WHAT THE TASK REQUIRES:
Give each line of the entries below as a numbered list, skipping blank lines and leaving out the pictures.
[Start of INPUT RECORDS]
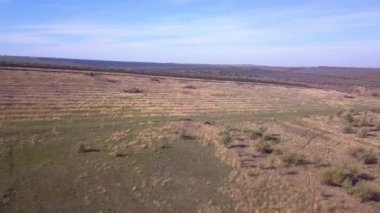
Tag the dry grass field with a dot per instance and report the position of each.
(82, 141)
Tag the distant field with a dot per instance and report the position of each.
(83, 140)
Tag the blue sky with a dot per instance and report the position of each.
(287, 33)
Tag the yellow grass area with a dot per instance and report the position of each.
(40, 95)
(149, 116)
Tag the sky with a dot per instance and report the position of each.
(260, 32)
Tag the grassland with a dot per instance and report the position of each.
(83, 141)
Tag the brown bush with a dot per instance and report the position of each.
(264, 147)
(366, 193)
(295, 159)
(363, 155)
(133, 90)
(339, 177)
(362, 132)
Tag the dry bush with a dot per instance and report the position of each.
(133, 90)
(264, 147)
(340, 177)
(363, 122)
(365, 192)
(257, 133)
(362, 132)
(295, 159)
(273, 162)
(271, 137)
(347, 127)
(363, 155)
(339, 113)
(189, 87)
(187, 137)
(84, 149)
(377, 127)
(348, 117)
(226, 137)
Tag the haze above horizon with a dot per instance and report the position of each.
(276, 33)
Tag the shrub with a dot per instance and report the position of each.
(271, 137)
(264, 147)
(339, 113)
(190, 87)
(295, 159)
(84, 149)
(258, 133)
(348, 117)
(347, 128)
(363, 122)
(378, 126)
(362, 133)
(363, 155)
(226, 137)
(366, 193)
(187, 137)
(133, 90)
(339, 177)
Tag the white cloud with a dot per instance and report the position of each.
[End of INPUT RECORDS]
CORRECT RESULT:
1. Tag the dry grass field with a dot per instance and report the position of each.
2. (82, 141)
3. Tag the distant field with a dot per instance and report the position of each.
4. (83, 140)
5. Tag the blue sky with a dot per instance and report the position of each.
6. (287, 33)
7. Tag the yellow grass area with a dot per instance and report the position of each.
8. (40, 95)
9. (149, 116)
10. Tag the sky with a dot per instance and report the position of each.
11. (260, 32)
12. Tag the grassland with a dot per instance and report the position of each.
13. (83, 141)
14. Tag the brown bush with a dot per instance and report the position of each.
15. (264, 147)
16. (366, 193)
17. (295, 159)
18. (363, 155)
19. (133, 90)
20. (339, 177)
21. (362, 132)
22. Tag the dry bush with a dot per instance and report the position of each.
23. (133, 90)
24. (264, 147)
25. (340, 177)
26. (363, 122)
27. (365, 192)
28. (257, 133)
29. (362, 132)
30. (295, 159)
31. (273, 162)
32. (271, 137)
33. (347, 127)
34. (363, 155)
35. (339, 113)
36. (189, 87)
37. (187, 137)
38. (84, 149)
39. (377, 127)
40. (348, 117)
41. (226, 137)
42. Tag the haze above horizon with a dot per instance and report the position of each.
43. (276, 33)
44. Tag the shrub with a dot per instance and report the position of each.
45. (271, 137)
46. (264, 147)
47. (339, 113)
48. (190, 87)
49. (295, 159)
50. (84, 149)
51. (258, 133)
52. (348, 117)
53. (347, 128)
54. (363, 122)
55. (378, 126)
56. (362, 133)
57. (363, 155)
58. (226, 137)
59. (366, 193)
60. (187, 137)
61. (133, 90)
62. (339, 177)
63. Tag the white cloud with a dot per instance and report the position of each.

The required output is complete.